Work required: What you should write out is every line from the one containing "Where can you spot the pergola" to the end of the data, exactly and with nothing else.

···

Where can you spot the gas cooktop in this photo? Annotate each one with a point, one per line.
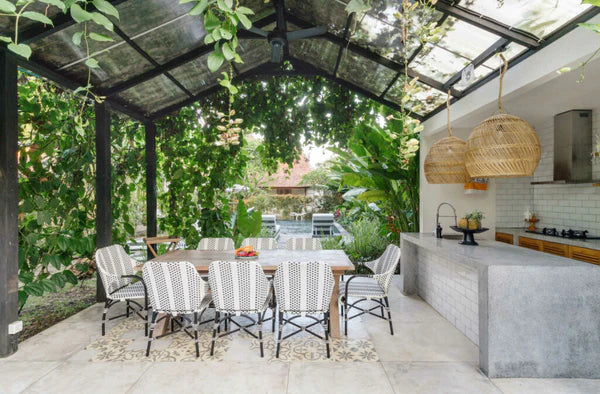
(571, 234)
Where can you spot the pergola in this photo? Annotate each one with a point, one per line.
(157, 65)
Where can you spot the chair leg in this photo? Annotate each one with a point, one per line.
(327, 324)
(260, 334)
(387, 306)
(196, 334)
(152, 325)
(215, 328)
(106, 306)
(279, 334)
(345, 316)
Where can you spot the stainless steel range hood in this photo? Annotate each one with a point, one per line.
(572, 147)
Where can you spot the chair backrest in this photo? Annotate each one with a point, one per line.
(303, 287)
(216, 244)
(113, 262)
(385, 266)
(303, 244)
(261, 243)
(238, 286)
(173, 287)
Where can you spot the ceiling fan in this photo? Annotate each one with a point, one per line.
(279, 37)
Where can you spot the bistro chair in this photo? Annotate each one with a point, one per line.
(372, 287)
(116, 270)
(261, 243)
(239, 288)
(303, 244)
(176, 290)
(216, 244)
(303, 289)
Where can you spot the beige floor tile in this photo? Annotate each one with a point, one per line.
(438, 377)
(548, 386)
(87, 377)
(214, 377)
(323, 377)
(18, 375)
(424, 341)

···

Output of the exercise:
Where can you spot the pergola in this photo? Annotate each one with a point, one per line.
(157, 65)
Where can you spot the chair leg in this photo? Annotate each one with a point, one per line.
(327, 324)
(260, 334)
(387, 306)
(196, 334)
(152, 325)
(215, 328)
(106, 306)
(279, 334)
(345, 316)
Where can you spot the stainless steel range hood in this photo? Annotate each one with a point, one per line.
(572, 147)
Where can you spot the chair backrest in this photo? Annotate each one with a point, one per line.
(303, 287)
(216, 244)
(113, 262)
(385, 266)
(303, 244)
(261, 243)
(238, 286)
(173, 287)
Where can you spot the ceiling fan in this photo? Annotate each one with a point, one per line.
(279, 37)
Where can you spot the bistro chair in this photo? Annotate each one with a point, one per line.
(372, 287)
(116, 270)
(261, 243)
(239, 288)
(303, 244)
(176, 290)
(216, 244)
(303, 289)
Where can you spot the beige floor tile in this photo? Annotate each one with a point, one per line.
(438, 377)
(548, 386)
(87, 377)
(214, 377)
(323, 377)
(18, 375)
(424, 341)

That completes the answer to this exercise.